## Action item
Could you output exactly the lines from the one containing "positive clicks: (601, 213)" through the end of the records below, and nothing more?
Segment Start: Extracted records
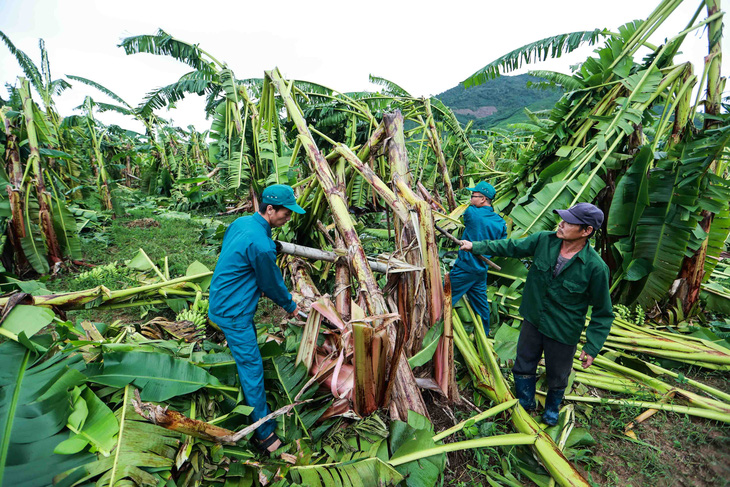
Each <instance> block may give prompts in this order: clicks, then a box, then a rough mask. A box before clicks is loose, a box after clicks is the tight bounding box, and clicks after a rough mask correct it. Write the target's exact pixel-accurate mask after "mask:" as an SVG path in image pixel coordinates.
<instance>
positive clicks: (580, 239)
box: [461, 203, 613, 425]
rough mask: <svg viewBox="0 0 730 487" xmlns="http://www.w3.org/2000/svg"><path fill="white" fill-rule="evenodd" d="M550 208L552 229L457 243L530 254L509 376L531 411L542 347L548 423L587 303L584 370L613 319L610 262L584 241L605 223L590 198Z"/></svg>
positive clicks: (554, 414) (545, 411)
mask: <svg viewBox="0 0 730 487" xmlns="http://www.w3.org/2000/svg"><path fill="white" fill-rule="evenodd" d="M555 213H557V214H558V215H560V217H561V218H562V221H561V222H560V225H559V226H558V231H557V232H540V233H536V234H533V235H530V236H529V237H526V238H523V239H509V240H501V241H489V240H485V241H482V242H473V243H472V242H469V241H462V245H461V249H462V250H470V251H472V252H473V253H474V254H476V255H483V254H487V253H489V254H493V255H501V256H505V257H517V258H523V257H529V256H534V258H533V263H532V266H531V267H530V271H529V273H528V274H527V281H526V282H525V288H524V291H523V294H522V304H521V305H520V314H521V315H522V317H523V318H524V321H523V322H522V329H521V330H520V337H519V340H518V342H517V359H516V360H515V365H514V367H513V368H512V373H513V375H514V379H515V391H516V393H517V398H518V399H519V400H520V404H521V405H522V407H524V408H525V409H527V410H533V409H535V382H536V381H537V376H536V371H537V363H538V362H539V361H540V357H541V356H542V354H543V352H544V354H545V368H546V372H547V384H548V393H547V397H546V399H545V411H544V413H543V416H542V419H543V421H544V422H545V423H546V424H548V425H554V424H556V423H557V420H558V412H559V408H560V402H561V401H562V399H563V393H564V391H565V388H566V387H567V385H568V378H569V377H570V371H571V369H572V367H573V356H574V355H575V351H576V345H577V344H578V342H579V341H580V336H581V333H582V332H583V329H584V328H585V322H586V315H587V313H588V306H589V305H590V306H592V311H591V320H590V323H589V324H588V328H587V330H586V344H585V346H584V347H583V351H582V352H581V354H580V360H581V361H582V363H583V364H582V365H583V368H584V369H585V368H588V367H590V366H591V364H592V363H593V359H594V358H595V357H596V355H597V354H598V352H599V351H600V350H601V348H602V347H603V343H604V342H605V341H606V337H607V336H608V333H609V331H610V330H611V323H613V308H612V305H611V296H610V295H609V292H608V289H609V287H608V275H609V274H608V266H607V265H606V263H605V262H603V260H602V259H601V256H600V255H598V252H596V251H595V250H594V249H593V247H591V246H590V245H589V244H588V239H589V238H590V237H591V236H592V235H593V233H594V232H595V230H596V229H597V228H600V226H601V224H602V223H603V212H602V211H601V210H599V209H598V208H596V207H595V206H593V205H591V204H589V203H578V204H577V205H575V206H573V207H572V208H570V209H568V210H555Z"/></svg>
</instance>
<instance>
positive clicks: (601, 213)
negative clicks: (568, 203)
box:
Segment End: Extracted records
## Expected answer
positive clicks: (601, 213)
negative clicks: (568, 203)
box:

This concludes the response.